++++ Data records

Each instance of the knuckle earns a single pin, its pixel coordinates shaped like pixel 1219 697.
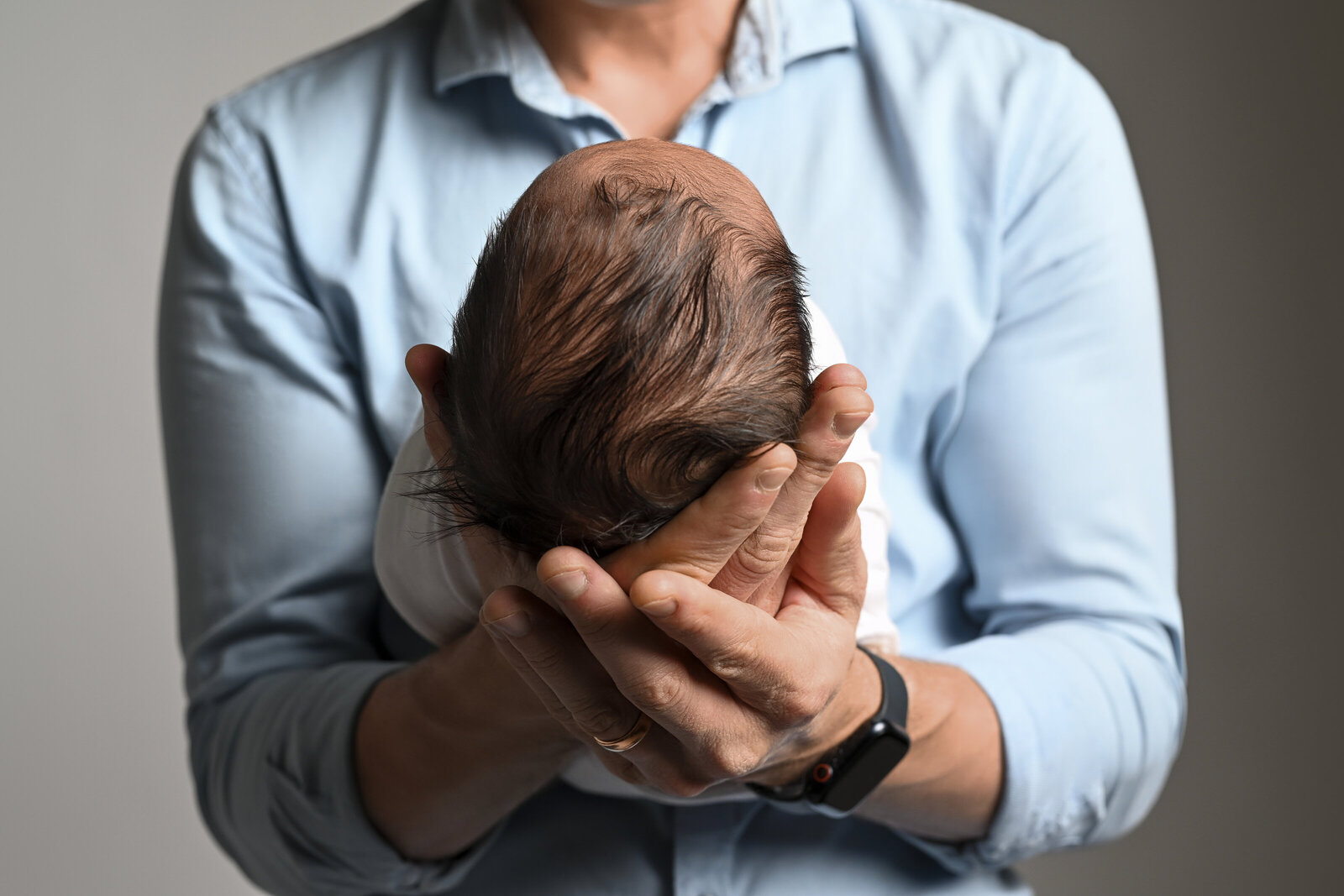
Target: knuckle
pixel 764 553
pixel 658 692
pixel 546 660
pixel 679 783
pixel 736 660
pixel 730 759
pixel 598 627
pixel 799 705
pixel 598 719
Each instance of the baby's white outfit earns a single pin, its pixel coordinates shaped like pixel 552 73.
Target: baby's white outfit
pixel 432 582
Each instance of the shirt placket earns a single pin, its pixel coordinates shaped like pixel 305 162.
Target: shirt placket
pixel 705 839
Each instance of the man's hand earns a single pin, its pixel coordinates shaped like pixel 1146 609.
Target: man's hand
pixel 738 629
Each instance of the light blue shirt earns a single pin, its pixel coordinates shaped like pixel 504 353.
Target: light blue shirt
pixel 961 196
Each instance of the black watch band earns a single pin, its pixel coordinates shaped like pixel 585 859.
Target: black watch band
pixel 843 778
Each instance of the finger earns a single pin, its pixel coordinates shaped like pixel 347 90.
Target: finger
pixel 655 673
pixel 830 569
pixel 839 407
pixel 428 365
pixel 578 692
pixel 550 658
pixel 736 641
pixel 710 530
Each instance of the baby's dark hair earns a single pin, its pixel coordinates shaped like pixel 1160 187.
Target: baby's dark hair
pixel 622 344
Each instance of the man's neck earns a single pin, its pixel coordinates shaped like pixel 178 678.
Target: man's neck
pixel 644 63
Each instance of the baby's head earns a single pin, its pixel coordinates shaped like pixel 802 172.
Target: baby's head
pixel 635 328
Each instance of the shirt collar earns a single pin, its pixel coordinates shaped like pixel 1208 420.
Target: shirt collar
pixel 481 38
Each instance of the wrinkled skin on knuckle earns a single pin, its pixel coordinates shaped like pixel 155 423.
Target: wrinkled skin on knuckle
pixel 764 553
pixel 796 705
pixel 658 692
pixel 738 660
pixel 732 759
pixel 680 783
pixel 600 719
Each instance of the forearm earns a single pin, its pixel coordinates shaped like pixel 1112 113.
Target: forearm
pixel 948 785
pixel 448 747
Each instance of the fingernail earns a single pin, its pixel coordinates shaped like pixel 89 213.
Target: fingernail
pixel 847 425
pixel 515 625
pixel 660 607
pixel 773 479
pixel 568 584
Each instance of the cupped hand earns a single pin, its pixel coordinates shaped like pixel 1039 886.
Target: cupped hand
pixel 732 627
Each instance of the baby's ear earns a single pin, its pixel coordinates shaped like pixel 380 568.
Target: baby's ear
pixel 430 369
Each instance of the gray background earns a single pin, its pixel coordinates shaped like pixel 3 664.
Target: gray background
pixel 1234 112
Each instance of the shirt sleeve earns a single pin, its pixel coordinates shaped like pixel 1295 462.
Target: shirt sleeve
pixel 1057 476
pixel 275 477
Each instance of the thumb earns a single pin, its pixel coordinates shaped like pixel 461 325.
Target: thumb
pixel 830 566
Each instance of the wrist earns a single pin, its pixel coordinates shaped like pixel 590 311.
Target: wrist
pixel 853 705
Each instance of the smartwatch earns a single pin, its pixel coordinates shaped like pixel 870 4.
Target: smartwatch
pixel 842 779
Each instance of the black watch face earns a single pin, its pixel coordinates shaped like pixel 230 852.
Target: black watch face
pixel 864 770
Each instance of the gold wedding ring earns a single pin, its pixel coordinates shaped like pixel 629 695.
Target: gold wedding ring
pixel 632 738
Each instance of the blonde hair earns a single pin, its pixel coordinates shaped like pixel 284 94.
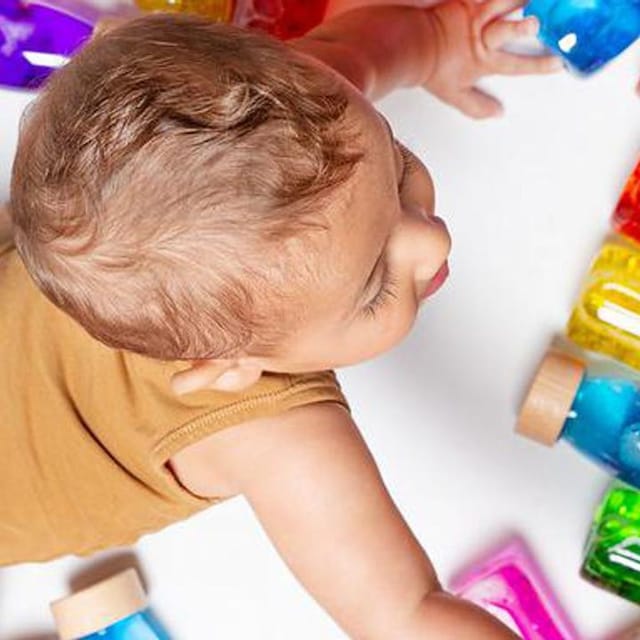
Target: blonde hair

++++++++
++++ Data records

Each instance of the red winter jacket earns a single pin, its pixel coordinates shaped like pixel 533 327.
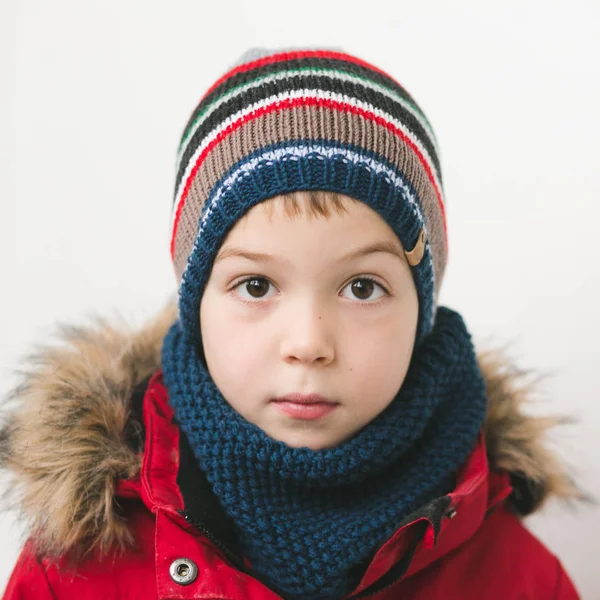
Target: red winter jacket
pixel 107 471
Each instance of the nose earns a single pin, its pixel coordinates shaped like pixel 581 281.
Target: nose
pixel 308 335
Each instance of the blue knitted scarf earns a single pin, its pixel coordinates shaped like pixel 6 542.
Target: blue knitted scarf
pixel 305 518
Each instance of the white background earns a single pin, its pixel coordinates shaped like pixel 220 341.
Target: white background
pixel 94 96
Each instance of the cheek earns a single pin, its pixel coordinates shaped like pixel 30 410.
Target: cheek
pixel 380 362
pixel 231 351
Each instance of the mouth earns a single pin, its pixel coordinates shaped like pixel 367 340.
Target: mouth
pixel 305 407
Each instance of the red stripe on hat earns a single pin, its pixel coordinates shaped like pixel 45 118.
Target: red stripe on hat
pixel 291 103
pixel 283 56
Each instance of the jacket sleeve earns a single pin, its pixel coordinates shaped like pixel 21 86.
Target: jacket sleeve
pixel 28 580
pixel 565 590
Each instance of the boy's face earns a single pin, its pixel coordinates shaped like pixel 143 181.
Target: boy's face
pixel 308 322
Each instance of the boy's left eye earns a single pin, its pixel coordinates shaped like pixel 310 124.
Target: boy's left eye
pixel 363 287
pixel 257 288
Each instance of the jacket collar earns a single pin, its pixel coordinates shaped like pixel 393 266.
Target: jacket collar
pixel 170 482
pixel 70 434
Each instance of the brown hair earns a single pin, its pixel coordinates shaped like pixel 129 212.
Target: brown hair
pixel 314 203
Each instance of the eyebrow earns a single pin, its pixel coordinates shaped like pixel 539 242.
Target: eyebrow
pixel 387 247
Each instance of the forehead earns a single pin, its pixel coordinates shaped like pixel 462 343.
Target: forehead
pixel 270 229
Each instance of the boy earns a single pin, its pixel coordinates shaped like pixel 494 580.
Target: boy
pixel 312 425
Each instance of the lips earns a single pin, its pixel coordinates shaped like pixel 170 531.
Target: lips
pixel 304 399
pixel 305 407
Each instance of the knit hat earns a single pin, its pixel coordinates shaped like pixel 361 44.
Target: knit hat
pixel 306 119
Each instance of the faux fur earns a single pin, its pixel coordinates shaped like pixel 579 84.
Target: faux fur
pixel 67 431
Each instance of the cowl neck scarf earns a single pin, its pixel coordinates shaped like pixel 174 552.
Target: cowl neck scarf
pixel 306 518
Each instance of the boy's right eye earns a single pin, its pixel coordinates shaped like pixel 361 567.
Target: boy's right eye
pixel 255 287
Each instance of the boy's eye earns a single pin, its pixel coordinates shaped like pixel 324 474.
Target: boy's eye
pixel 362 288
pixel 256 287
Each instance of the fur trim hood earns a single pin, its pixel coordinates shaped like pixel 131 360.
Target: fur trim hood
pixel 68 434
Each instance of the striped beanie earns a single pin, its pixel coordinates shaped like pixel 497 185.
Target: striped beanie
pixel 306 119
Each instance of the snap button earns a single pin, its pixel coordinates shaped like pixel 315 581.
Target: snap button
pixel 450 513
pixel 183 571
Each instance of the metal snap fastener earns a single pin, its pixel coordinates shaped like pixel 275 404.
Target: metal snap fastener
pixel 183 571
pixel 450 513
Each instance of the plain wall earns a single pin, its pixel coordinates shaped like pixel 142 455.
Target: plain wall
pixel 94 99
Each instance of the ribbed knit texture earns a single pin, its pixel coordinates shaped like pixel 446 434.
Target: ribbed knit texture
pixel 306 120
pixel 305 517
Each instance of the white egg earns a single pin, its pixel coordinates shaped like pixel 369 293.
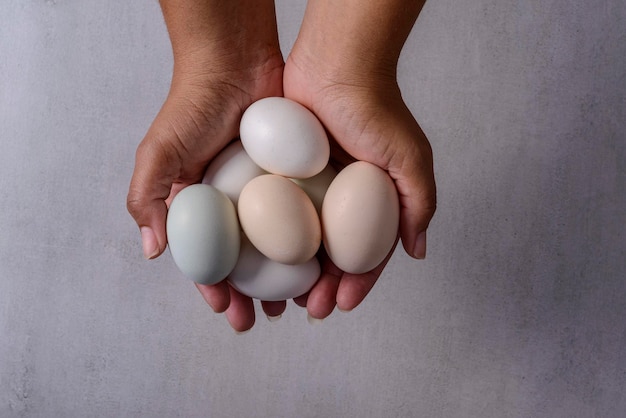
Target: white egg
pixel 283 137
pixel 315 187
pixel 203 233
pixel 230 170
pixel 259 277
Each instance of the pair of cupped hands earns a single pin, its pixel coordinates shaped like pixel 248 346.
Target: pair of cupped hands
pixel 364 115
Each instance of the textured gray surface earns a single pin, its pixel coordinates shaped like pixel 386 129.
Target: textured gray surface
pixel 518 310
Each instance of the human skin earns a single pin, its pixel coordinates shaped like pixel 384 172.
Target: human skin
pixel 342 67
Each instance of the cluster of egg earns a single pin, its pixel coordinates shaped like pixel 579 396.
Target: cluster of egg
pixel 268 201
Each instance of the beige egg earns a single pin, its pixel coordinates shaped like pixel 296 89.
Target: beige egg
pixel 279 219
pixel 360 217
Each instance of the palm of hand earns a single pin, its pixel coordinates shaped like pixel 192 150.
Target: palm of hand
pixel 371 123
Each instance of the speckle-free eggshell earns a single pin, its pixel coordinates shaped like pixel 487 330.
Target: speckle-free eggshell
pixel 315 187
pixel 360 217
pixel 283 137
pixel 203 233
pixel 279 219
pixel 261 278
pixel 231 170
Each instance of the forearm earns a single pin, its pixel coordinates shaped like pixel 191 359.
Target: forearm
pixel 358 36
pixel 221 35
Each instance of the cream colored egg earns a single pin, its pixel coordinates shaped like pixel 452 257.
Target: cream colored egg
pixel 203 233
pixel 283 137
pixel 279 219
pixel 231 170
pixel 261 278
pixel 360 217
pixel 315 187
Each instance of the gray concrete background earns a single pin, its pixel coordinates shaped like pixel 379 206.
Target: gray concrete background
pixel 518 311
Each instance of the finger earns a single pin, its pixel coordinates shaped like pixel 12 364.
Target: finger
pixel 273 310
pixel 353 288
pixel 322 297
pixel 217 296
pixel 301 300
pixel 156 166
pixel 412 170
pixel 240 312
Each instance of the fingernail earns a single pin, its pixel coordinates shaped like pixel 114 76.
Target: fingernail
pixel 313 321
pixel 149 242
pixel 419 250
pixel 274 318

++++++++

● Brief:
Show each line of the items above that contains the string "placket". Case matters when matching.

● Answer to this task:
Each instance of the shirt placket earns a single pin, its pixel coordinates shaped like pixel 305 162.
Target: shirt placket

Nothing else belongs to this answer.